Dataset records:
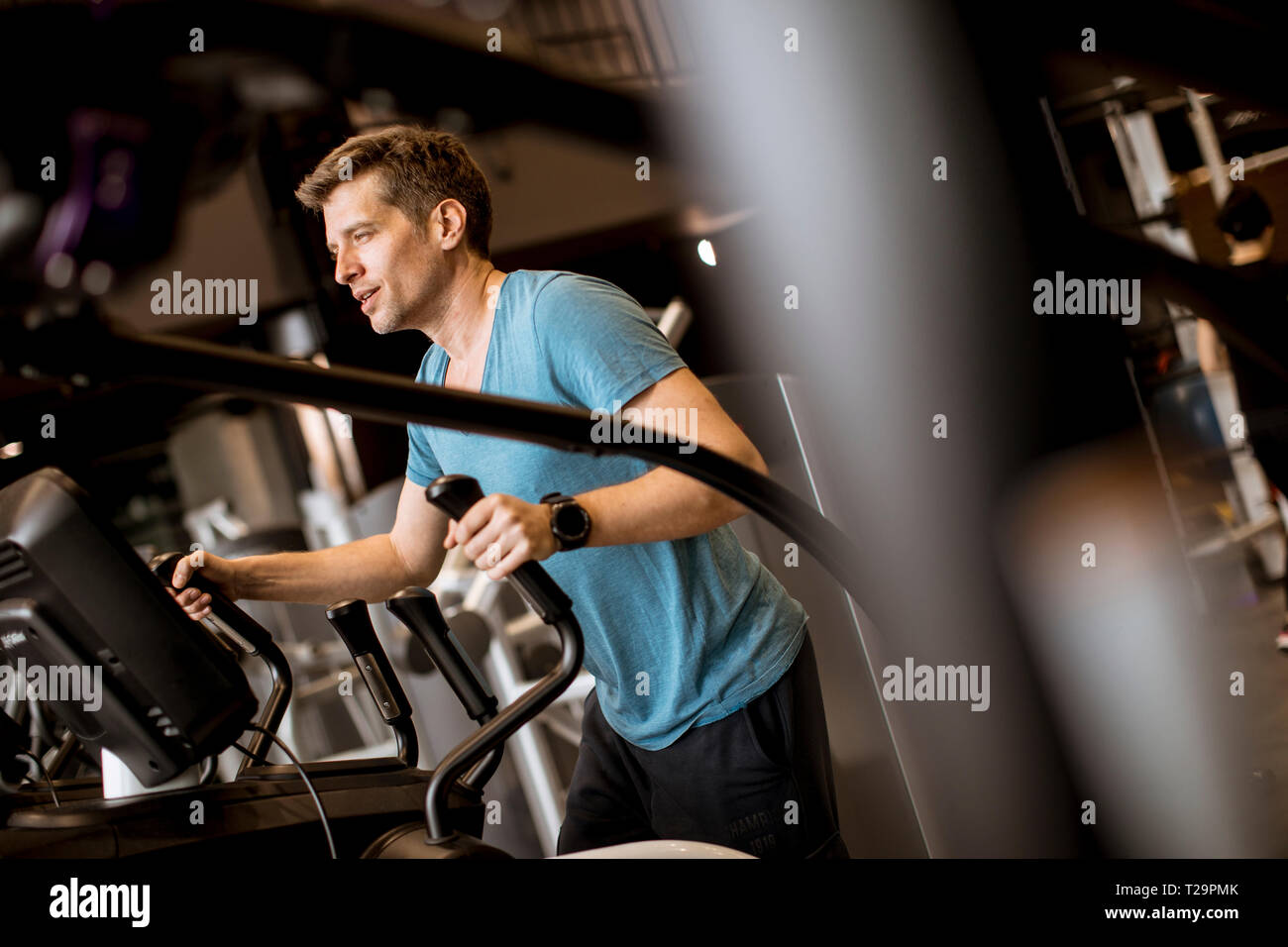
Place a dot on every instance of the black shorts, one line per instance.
(759, 780)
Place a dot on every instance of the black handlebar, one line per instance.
(352, 621)
(455, 495)
(253, 638)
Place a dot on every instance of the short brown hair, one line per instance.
(419, 167)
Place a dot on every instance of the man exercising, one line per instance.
(706, 720)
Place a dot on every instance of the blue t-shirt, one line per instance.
(679, 633)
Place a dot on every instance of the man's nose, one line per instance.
(346, 268)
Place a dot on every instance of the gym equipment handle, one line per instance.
(352, 621)
(417, 609)
(455, 495)
(250, 635)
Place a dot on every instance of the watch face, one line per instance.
(571, 521)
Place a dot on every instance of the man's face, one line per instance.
(376, 249)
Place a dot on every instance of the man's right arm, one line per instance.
(370, 569)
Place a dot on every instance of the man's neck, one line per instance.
(465, 321)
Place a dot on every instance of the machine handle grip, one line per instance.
(352, 621)
(455, 495)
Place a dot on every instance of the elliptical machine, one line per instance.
(172, 696)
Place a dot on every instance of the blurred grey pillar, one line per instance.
(1140, 682)
(900, 320)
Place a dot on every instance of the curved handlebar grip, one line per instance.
(417, 609)
(254, 634)
(352, 621)
(455, 495)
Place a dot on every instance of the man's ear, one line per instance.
(450, 221)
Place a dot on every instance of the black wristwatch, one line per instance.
(568, 521)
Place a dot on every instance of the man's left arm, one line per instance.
(664, 504)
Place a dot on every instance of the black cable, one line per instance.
(46, 774)
(308, 784)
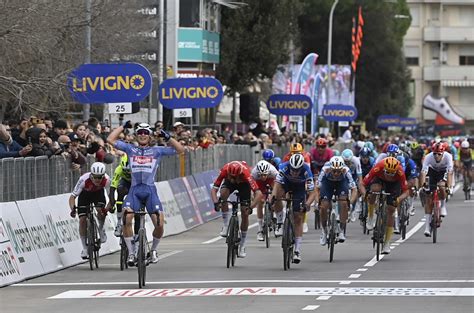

### THE REQUEST
Rewrite the dataset records above as a Markdown table with the columns Row and Line, giving each nonblank line its own numbered row. Leave the pictures out of the table.

### RIGHT ANSWER
| Row | Line |
|---|---|
| 1 | Place a dot on every instance of the black shorts, one line per instance. |
| 2 | (759, 780) |
| 3 | Place a dot on every instance of the black handlebar, one line per instance. |
| 4 | (352, 621) |
| 5 | (455, 495) |
| 6 | (253, 638) |
| 7 | Place a dot on every instance of the short brown hair, one line per instance. |
| 8 | (419, 167) |
| 9 | Place a dot on every instance of the man exercising, one line per instance. |
| 10 | (706, 720) |
| 11 | Place a dot on every instance of the blue t-shirt, one line per instance. |
| 12 | (679, 633) |
| 13 | Place a dot on every instance of the man's nose, one line per instance. |
| 14 | (346, 268) |
| 15 | Place a dot on every instance of the gym equipment handle, one line per instance. |
| 16 | (352, 621) |
| 17 | (417, 609) |
| 18 | (455, 495) |
| 19 | (250, 635) |
| 20 | Place a dot on every instance of the watch face, one line per instance. |
| 21 | (571, 521) |
| 22 | Place a dot on every instance of the man's face, one line per instance. |
| 23 | (376, 249) |
| 24 | Place a dot on every instance of the man's right arm, one line per instance. |
| 25 | (370, 569) |
| 26 | Place a dot on every instance of the man's neck, one line per instance. |
| 27 | (465, 321) |
| 28 | Place a dot on every instance of the machine handle grip, one line per instance. |
| 29 | (352, 621) |
| 30 | (455, 495) |
| 31 | Place a dot on every instance of the elliptical machine, one line per instance. |
| 32 | (172, 696) |
| 33 | Place a dot on every instance of the blurred grey pillar, one line per instance. |
| 34 | (1140, 682) |
| 35 | (900, 320) |
| 36 | Place a dot on every instance of the curved handlebar grip, one line per instance. |
| 37 | (417, 609) |
| 38 | (254, 634) |
| 39 | (352, 621) |
| 40 | (455, 495) |
| 41 | Place a dot on every instance of the man's ear, one line per instance. |
| 42 | (450, 221) |
| 43 | Place a dot on every instance of the black wristwatch, one line per instance. |
| 44 | (568, 521) |
| 45 | Place a dot on every instance of the man's left arm, one line per instance. |
| 46 | (664, 504) |
| 47 | Place a dot on every instance of the black cable, one line per instance. |
| 48 | (46, 774) |
| 49 | (308, 784) |